▶ [Work to complete]
Output every line exactly as written. Leave out pictures.

-- Start The input --

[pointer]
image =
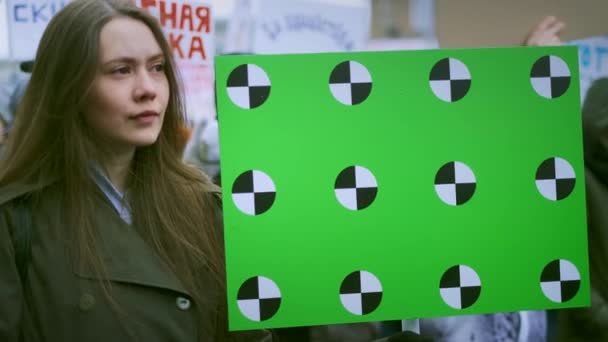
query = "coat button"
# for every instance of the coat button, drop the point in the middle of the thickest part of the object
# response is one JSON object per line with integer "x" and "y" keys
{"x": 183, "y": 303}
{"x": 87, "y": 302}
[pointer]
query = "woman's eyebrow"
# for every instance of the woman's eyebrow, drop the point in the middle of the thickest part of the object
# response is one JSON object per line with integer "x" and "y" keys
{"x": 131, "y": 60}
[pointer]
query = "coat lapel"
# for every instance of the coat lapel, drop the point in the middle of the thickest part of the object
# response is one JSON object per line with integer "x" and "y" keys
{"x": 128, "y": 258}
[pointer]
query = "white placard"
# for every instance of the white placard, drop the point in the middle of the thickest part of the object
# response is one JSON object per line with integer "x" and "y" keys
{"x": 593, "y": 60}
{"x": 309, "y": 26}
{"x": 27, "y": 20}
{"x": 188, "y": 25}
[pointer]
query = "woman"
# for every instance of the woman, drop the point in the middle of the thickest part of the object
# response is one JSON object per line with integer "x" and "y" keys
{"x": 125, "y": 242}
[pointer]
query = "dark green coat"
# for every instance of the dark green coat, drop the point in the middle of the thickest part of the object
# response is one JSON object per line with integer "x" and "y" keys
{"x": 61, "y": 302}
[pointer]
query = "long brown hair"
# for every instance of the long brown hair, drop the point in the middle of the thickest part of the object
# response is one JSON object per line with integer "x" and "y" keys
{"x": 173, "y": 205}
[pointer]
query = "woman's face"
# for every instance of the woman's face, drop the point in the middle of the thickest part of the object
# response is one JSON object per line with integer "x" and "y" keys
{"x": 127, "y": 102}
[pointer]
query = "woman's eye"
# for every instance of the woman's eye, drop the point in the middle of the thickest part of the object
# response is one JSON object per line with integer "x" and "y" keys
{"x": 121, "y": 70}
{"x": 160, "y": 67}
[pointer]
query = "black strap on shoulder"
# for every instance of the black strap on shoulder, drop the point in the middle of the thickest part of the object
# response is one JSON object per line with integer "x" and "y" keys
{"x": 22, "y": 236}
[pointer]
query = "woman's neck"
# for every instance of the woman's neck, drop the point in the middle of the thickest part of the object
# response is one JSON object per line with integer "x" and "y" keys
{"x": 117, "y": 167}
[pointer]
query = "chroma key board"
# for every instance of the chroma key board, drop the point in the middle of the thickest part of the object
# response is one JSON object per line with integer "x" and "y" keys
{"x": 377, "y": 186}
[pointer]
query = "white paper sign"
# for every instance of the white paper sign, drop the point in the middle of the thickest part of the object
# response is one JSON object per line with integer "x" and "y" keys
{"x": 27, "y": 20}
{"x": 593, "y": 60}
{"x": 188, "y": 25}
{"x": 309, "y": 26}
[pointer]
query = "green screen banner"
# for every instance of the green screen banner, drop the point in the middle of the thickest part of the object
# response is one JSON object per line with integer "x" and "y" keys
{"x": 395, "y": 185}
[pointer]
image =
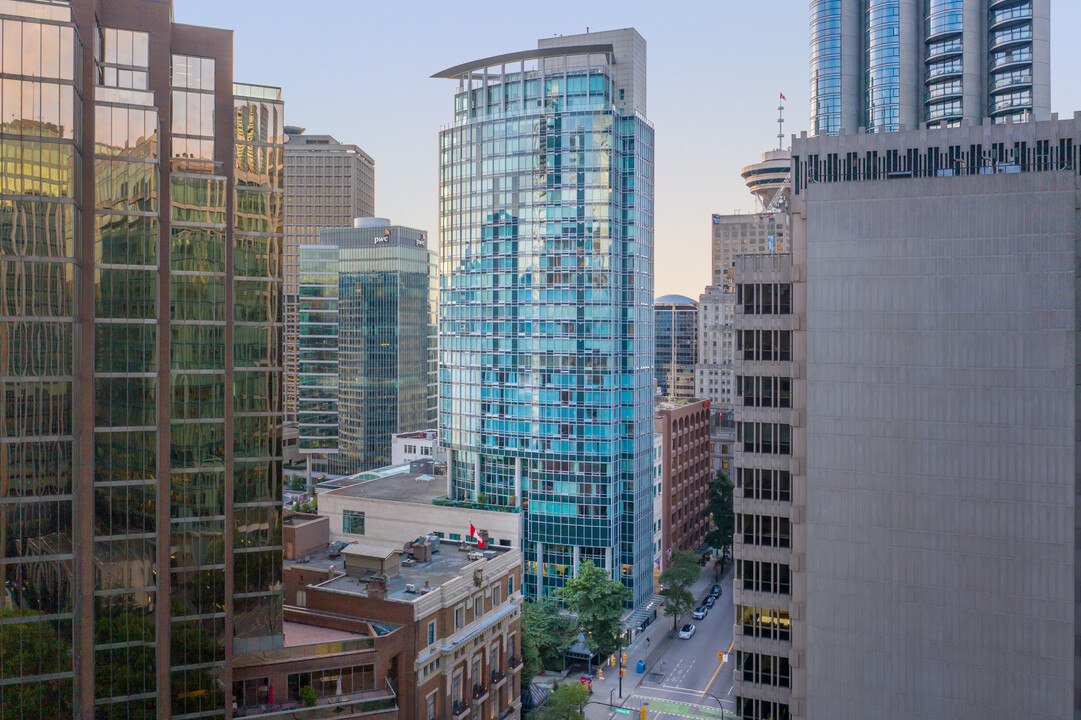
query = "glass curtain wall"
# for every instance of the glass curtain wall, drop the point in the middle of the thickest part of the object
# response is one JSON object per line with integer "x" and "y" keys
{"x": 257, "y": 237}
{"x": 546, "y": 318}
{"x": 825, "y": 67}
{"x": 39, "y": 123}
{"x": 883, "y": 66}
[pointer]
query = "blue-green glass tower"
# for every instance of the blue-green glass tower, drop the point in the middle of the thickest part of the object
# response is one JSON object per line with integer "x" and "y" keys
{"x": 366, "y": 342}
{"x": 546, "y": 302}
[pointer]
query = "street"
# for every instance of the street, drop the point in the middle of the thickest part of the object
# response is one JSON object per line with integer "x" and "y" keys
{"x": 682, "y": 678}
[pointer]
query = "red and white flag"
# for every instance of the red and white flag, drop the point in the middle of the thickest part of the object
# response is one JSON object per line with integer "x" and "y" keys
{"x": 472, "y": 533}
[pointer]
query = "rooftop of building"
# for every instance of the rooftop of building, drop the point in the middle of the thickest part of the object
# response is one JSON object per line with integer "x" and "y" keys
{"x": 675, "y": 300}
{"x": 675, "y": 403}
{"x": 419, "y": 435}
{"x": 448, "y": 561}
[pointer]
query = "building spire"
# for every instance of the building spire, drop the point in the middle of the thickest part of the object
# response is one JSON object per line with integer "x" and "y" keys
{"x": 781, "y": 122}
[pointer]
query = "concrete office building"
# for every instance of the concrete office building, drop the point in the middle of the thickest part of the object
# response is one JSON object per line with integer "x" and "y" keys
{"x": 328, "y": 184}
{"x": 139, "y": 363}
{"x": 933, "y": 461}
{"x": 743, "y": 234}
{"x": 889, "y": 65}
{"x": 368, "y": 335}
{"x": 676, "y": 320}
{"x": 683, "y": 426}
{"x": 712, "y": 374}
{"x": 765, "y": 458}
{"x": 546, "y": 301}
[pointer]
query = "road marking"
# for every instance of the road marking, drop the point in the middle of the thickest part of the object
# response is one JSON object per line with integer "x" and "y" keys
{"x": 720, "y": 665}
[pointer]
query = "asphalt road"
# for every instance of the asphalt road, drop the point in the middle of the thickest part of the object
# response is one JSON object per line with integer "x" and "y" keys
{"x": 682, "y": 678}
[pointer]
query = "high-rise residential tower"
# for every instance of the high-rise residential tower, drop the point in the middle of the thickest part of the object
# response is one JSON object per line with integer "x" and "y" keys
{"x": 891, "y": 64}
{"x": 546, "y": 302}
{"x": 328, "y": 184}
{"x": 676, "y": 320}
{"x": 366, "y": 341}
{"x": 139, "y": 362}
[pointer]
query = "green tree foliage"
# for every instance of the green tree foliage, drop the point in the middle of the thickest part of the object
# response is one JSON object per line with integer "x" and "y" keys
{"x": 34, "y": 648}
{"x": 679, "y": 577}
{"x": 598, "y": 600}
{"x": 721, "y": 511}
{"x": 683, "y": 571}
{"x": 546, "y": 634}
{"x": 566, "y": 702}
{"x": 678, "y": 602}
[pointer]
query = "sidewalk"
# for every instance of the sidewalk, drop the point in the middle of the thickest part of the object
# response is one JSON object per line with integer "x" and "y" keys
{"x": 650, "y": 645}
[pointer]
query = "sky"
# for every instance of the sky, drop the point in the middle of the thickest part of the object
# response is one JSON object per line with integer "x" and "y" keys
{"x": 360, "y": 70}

-- End The input --

▶ [Result for this task]
[pointer]
image =
query = "coat button"
# for every instance of the coat button, drop the point in the middle of the thickest part of the object
# response is one JSON object per line with integer "x" and "y" keys
{"x": 183, "y": 303}
{"x": 87, "y": 302}
[pointer]
query = "woman's eyebrow"
# for every instance of the woman's eyebrow, drop the point in the middle of the thickest part of the object
# response is one JSON object per line with integer "x" and "y" keys
{"x": 131, "y": 60}
[pointer]
query = "coat lapel"
# for every instance of the coat lapel, drop the point in the middle of the thickest part of the object
# response is one JSON object per line with integer "x" and "y" keys
{"x": 128, "y": 258}
[pointer]
query = "white placard"
# for every instance of the white placard, drop the point in the middle of the thickest part of the object
# response is one JSON object per line with integer "x" and "y" keys
{"x": 593, "y": 60}
{"x": 309, "y": 26}
{"x": 27, "y": 20}
{"x": 188, "y": 25}
[pointer]
query = "woman"
# for every instance of the woman, drop the point in the middle of the thickest part of the object
# response is one JSON object per line with integer "x" and "y" keys
{"x": 125, "y": 242}
[pointer]
query = "dark green coat"
# for every instance of the dark green coat, drop the point in the middle of the thickest part of the object
# response is one JSON object per line with integer "x" and "y" keys
{"x": 61, "y": 302}
[pointer]
query = "long brown hair"
# for every instance of the long brown hair, drop the point in the middle of the thickest part of the object
# response is one JSON object per line with integer "x" and "y" keys
{"x": 173, "y": 205}
[pointer]
query = "woman's face"
# for every instance of the woman's face, drop the point in the middle of the thickest part of the object
# response is one JSON object per line with integer "x" and "y" keys
{"x": 127, "y": 102}
[pointer]
query = "woman's eye"
# for every instance of the woman's eye, drop the point in the middle of the thickest part of the object
# response is one JSON object per line with integer "x" and "y" keys
{"x": 121, "y": 70}
{"x": 160, "y": 67}
[pointer]
query = "black strap on shoulder"
# for every instance of the black strap on shoulder, drop the point in the middle of the thickest part of the object
# response is one JSON object per line with integer "x" and "y" keys
{"x": 22, "y": 236}
[pointer]
query = "woman's neck"
# for every instance of the woman's neck, drop the point in the middle of the thickest part of the object
# response is one JSON object per line with integer "x" and "y" keys
{"x": 117, "y": 167}
[pointer]
query = "chroma key board"
# for every instance of the chroma key board, drop the point in the middle of the thickest part of the object
# response is one JSON object per line with integer "x" and "y" keys
{"x": 377, "y": 186}
[pointer]
query = "white paper sign"
# for every instance of the white paper sign, drop the point in the middle of the thickest part of the object
# response is one JSON object per line with integer "x" and "y" keys
{"x": 27, "y": 20}
{"x": 593, "y": 60}
{"x": 188, "y": 25}
{"x": 309, "y": 26}
[pointer]
query = "green screen banner"
# for every instance of the green screen banner, drop the point in the middle of the thickest part of the object
# response is one JSON object per line with integer "x" and "y" keys
{"x": 395, "y": 185}
[pointer]
image =
query = "glass curtain wall"
# for every instance of the glass curtain wall, drop the point in the middle of the thickest part of the object
# response is one JSON object per line with integer "x" and "y" keys
{"x": 257, "y": 237}
{"x": 546, "y": 318}
{"x": 825, "y": 67}
{"x": 39, "y": 123}
{"x": 883, "y": 66}
[pointer]
query = "blue-green glass tower"
# for every instance of the blue-green glass tower, drop the point in the middle of the thickest part of the object
# response is one JSON object per line with integer "x" and "y" keys
{"x": 366, "y": 342}
{"x": 546, "y": 302}
[pointer]
query = "street"
# for every instance of the street, drop the point in the middle of the thickest part of the object
# response is one JSON object per line with integer "x" and "y" keys
{"x": 682, "y": 678}
[pointer]
query = "red and white flag"
# for every instance of the red and white flag, drop the point in the middle of the thickest part of the object
# response is one JSON object per line with integer "x" and "y" keys
{"x": 472, "y": 533}
[pointer]
query = "rooftop of building"
# for every instance of the rooftop of building, drop the point in the middle of the thickest part of the object
# response is one JSON object per line with integer "x" and "y" keys
{"x": 675, "y": 300}
{"x": 675, "y": 403}
{"x": 419, "y": 435}
{"x": 448, "y": 561}
[pointer]
query = "building spire"
# for every instance of the building spire, drop the point in the middle of the thickest part of the object
# response is one JSON object per line with integer "x" and "y" keys
{"x": 781, "y": 122}
[pointer]
query = "concrete office building"
# for every instance of the concrete office building, drop the point in the middle of the thickest part of the object
# response is one JSON object per line with integer "x" and "y" keys
{"x": 328, "y": 184}
{"x": 139, "y": 363}
{"x": 933, "y": 461}
{"x": 743, "y": 234}
{"x": 889, "y": 65}
{"x": 368, "y": 335}
{"x": 676, "y": 320}
{"x": 683, "y": 426}
{"x": 712, "y": 374}
{"x": 765, "y": 458}
{"x": 546, "y": 301}
[pointer]
query = "road marking"
# for every instance of the road marking, drop the point in the middle of the thickest part of the object
# response is one JSON object per line with integer "x" and "y" keys
{"x": 720, "y": 665}
[pointer]
query = "asphalt road"
# for every instance of the asphalt road, drop the point in the middle of the thickest part of the object
# response is one JSON object per line with integer "x" and "y" keys
{"x": 682, "y": 678}
[pointer]
query = "high-rise residential tower"
# for every instance of the high-rise residential tower, drop the point in the middle of the thickest part of the object
# response is one JSON object per line with integer "x" and "y" keys
{"x": 891, "y": 64}
{"x": 546, "y": 302}
{"x": 328, "y": 184}
{"x": 676, "y": 320}
{"x": 366, "y": 341}
{"x": 139, "y": 362}
[pointer]
query = "green tree foliage"
# for every instance of the green tree foliage, drop the point in the middle of the thickest part of the object
# response is one JSON object per line with integer "x" and "y" keys
{"x": 34, "y": 648}
{"x": 679, "y": 577}
{"x": 598, "y": 600}
{"x": 721, "y": 511}
{"x": 683, "y": 571}
{"x": 546, "y": 634}
{"x": 566, "y": 702}
{"x": 678, "y": 602}
[pointer]
query = "sidewalk"
# for every instance of the sidewalk, drop the point in the middle of the thickest part of the object
# response is one JSON object per line with integer "x" and "y" keys
{"x": 650, "y": 645}
[pointer]
query = "sky"
# for every instance of the sky, drop the point in the middle of the thickest part of the object
# response is one JSON object per line with integer "x" and "y" keys
{"x": 360, "y": 70}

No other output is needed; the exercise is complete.